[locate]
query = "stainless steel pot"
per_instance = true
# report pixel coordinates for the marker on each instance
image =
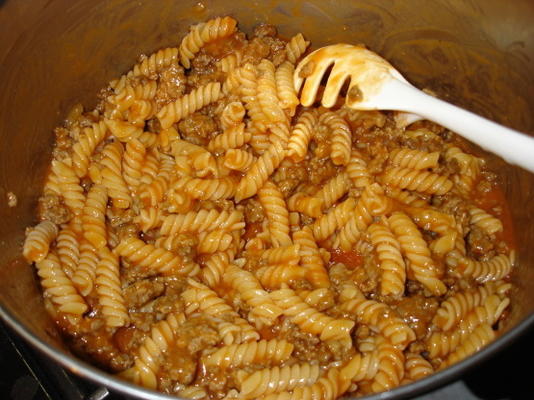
(478, 54)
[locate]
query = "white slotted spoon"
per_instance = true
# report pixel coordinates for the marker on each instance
(376, 85)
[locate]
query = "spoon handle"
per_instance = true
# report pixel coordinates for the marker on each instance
(513, 146)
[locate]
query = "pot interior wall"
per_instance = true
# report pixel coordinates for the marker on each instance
(477, 54)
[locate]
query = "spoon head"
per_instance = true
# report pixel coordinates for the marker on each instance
(365, 70)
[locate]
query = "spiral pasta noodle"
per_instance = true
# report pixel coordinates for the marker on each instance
(494, 269)
(311, 320)
(260, 171)
(278, 379)
(485, 221)
(112, 178)
(311, 259)
(59, 287)
(414, 159)
(147, 255)
(200, 221)
(85, 146)
(108, 288)
(284, 87)
(267, 94)
(266, 352)
(203, 234)
(188, 104)
(84, 276)
(420, 181)
(264, 310)
(277, 214)
(341, 137)
(67, 248)
(301, 135)
(38, 240)
(391, 262)
(93, 217)
(156, 62)
(204, 33)
(417, 252)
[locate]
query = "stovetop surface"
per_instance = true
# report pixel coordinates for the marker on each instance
(26, 375)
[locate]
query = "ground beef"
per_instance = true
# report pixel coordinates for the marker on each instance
(52, 208)
(479, 244)
(141, 292)
(197, 128)
(172, 85)
(418, 311)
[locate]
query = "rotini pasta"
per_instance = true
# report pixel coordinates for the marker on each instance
(38, 240)
(58, 286)
(203, 33)
(203, 234)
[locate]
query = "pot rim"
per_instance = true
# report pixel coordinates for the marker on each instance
(100, 377)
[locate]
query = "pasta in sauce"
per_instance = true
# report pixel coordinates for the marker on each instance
(204, 235)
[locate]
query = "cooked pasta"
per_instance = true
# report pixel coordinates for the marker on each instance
(108, 288)
(59, 287)
(38, 241)
(276, 212)
(202, 234)
(203, 33)
(188, 104)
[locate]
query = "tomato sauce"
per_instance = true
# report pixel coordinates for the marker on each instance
(495, 198)
(351, 259)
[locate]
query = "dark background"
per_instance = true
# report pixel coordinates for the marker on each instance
(507, 376)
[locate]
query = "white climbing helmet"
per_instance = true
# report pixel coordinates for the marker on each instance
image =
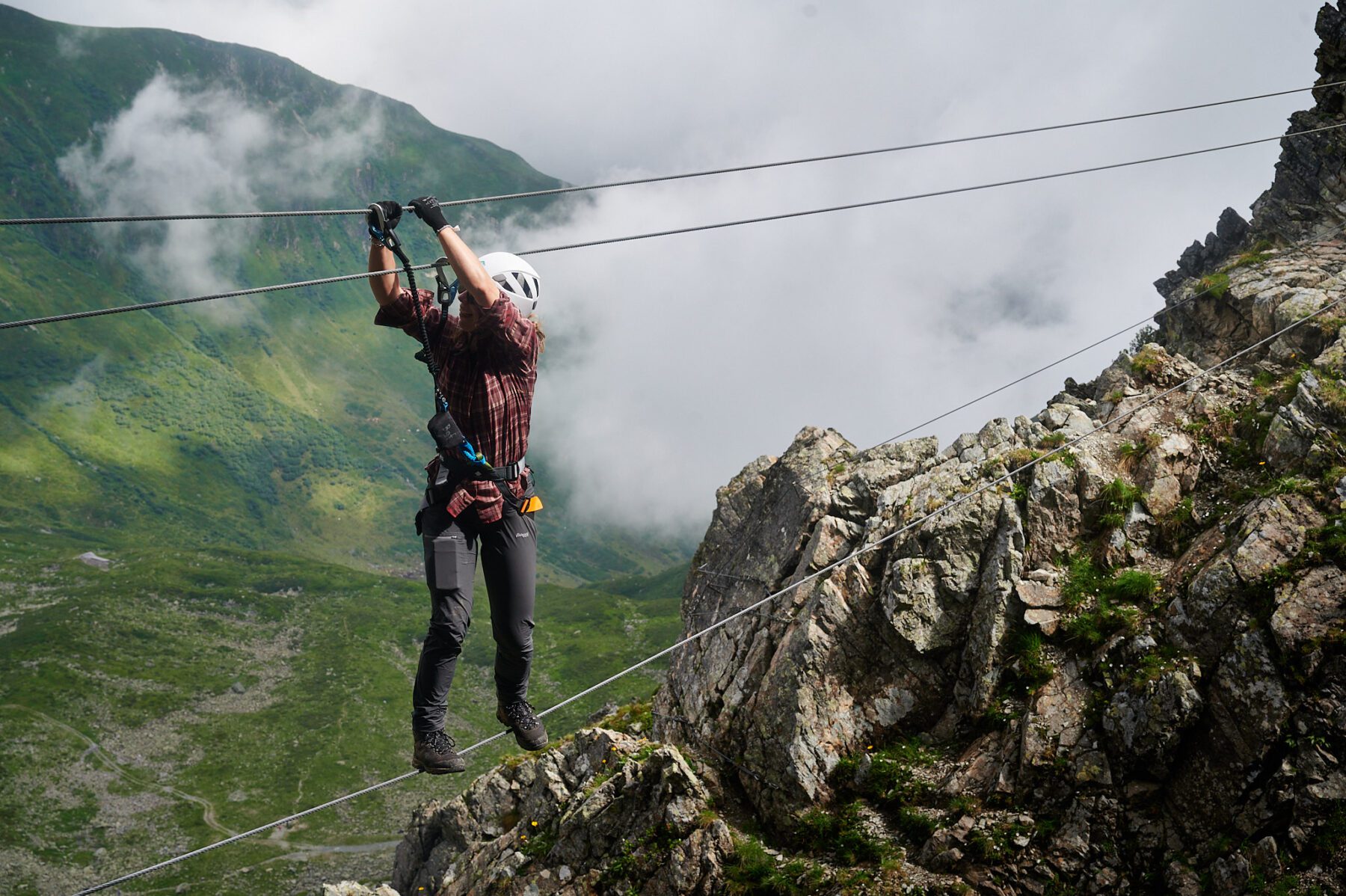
(516, 279)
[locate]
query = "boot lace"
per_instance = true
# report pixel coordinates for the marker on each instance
(521, 715)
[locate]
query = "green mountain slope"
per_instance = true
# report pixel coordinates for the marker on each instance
(286, 421)
(183, 696)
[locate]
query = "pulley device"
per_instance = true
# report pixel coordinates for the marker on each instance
(454, 447)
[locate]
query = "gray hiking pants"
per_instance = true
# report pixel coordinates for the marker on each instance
(508, 549)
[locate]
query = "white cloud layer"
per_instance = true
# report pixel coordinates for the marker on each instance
(701, 352)
(181, 148)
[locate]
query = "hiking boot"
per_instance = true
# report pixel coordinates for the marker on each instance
(526, 727)
(435, 754)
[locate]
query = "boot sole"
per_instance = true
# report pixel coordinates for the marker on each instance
(529, 746)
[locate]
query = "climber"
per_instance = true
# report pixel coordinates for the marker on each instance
(486, 366)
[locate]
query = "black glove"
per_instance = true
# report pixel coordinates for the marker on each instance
(384, 215)
(427, 209)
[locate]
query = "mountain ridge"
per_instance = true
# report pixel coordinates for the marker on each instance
(1107, 666)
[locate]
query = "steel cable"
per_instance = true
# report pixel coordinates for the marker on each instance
(556, 191)
(676, 230)
(742, 613)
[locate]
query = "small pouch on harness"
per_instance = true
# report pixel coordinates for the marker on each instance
(447, 436)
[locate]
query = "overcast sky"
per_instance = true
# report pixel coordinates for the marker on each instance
(703, 352)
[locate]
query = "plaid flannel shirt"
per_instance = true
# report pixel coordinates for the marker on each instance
(489, 387)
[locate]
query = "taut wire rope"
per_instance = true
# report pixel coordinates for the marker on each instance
(97, 313)
(742, 613)
(556, 191)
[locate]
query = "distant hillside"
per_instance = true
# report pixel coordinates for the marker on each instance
(284, 421)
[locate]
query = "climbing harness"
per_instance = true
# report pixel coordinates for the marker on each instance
(686, 175)
(99, 313)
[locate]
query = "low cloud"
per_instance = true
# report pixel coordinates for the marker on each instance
(181, 148)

_____

_WHAT NEEDS TO BE DONE_
Locate each line in the items above that contains the string "boot" and copy those lines out.

_OUTPUT OF THE EXERCISE_
query = "boot lace"
query = "hiking boot"
query = "boot sole"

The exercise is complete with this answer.